> _Raw records_:
+ + +

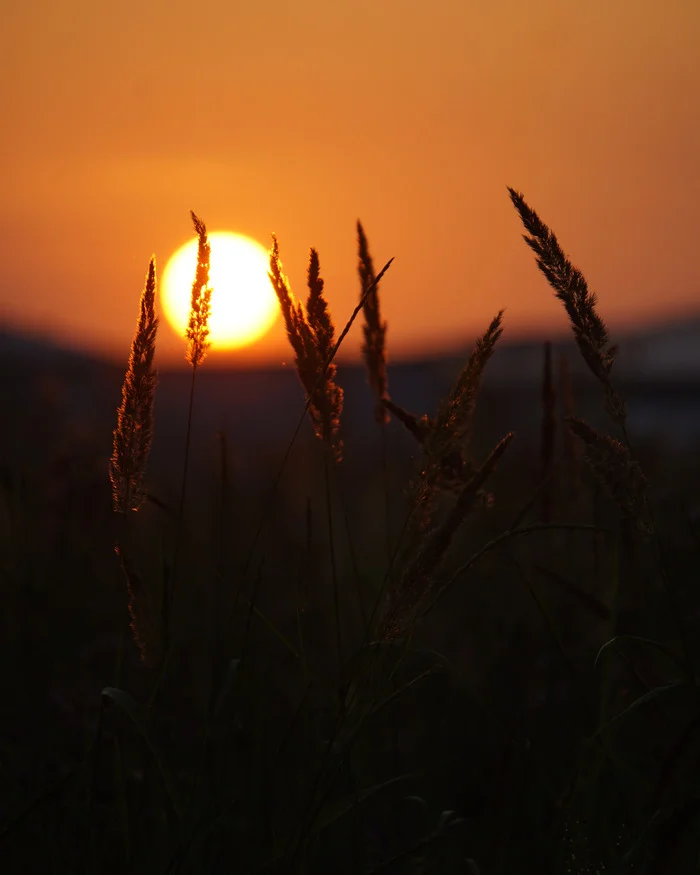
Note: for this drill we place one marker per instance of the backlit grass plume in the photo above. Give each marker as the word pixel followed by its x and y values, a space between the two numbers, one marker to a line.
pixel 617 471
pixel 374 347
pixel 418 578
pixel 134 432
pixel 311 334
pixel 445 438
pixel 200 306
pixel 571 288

+ + +

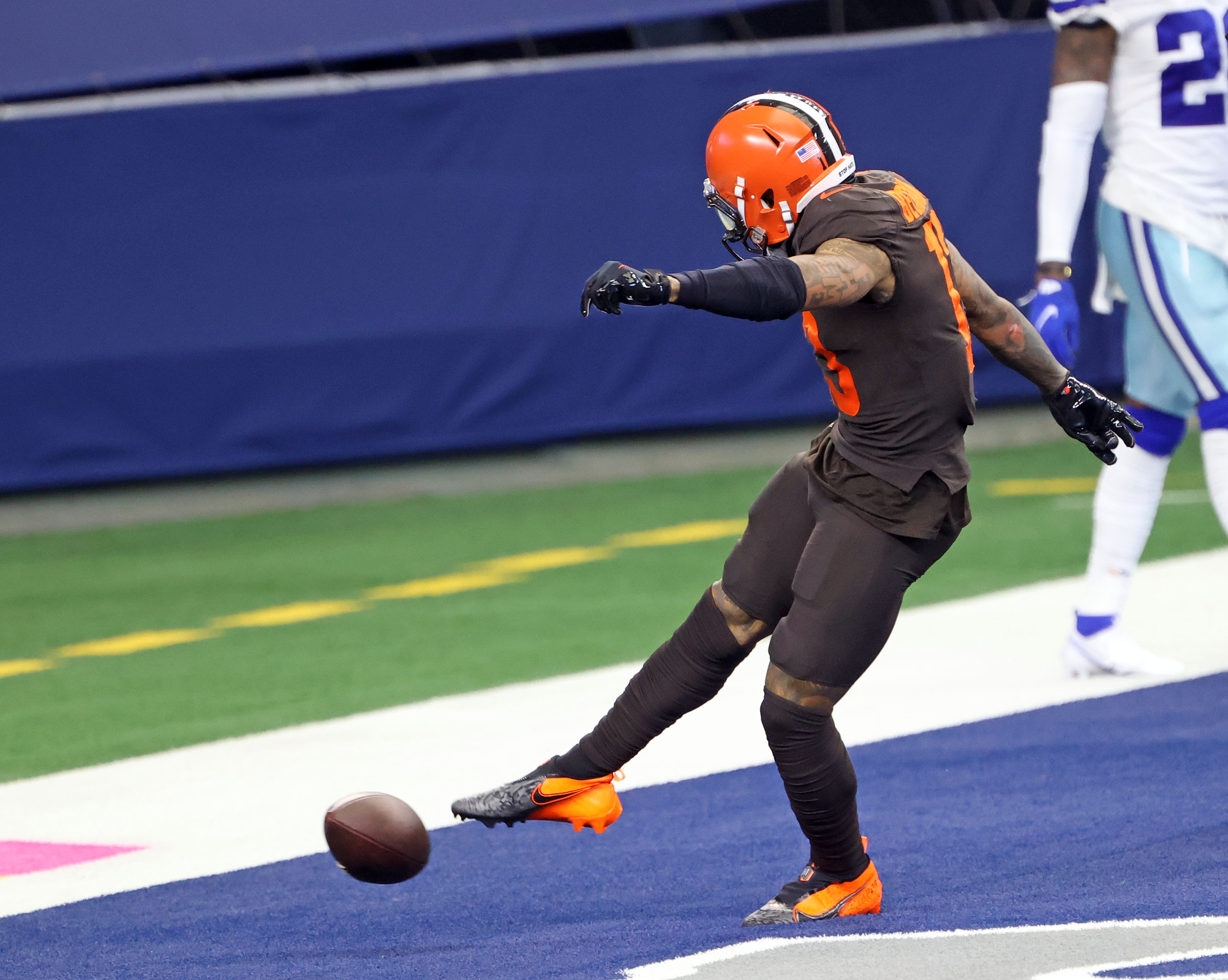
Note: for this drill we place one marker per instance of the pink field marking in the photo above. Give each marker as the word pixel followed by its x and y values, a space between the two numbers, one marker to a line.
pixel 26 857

+ + +

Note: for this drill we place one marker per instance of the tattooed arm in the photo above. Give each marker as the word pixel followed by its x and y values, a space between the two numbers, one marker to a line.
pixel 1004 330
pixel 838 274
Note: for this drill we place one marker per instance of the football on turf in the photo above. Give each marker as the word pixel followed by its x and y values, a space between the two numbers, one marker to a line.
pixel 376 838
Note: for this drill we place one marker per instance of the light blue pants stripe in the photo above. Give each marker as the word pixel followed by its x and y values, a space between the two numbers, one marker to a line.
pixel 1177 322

+ + +

> _Stated exercise_: Return every line in the rows above that contains the word "backlit", copying each one in full.

> _The reply_:
Note: for this drill we place one marker per instance of the backlit grass plume in the photo above. Give each marker as the word pixel followed by its x and y values, a space between the two numbers, one marker to a line.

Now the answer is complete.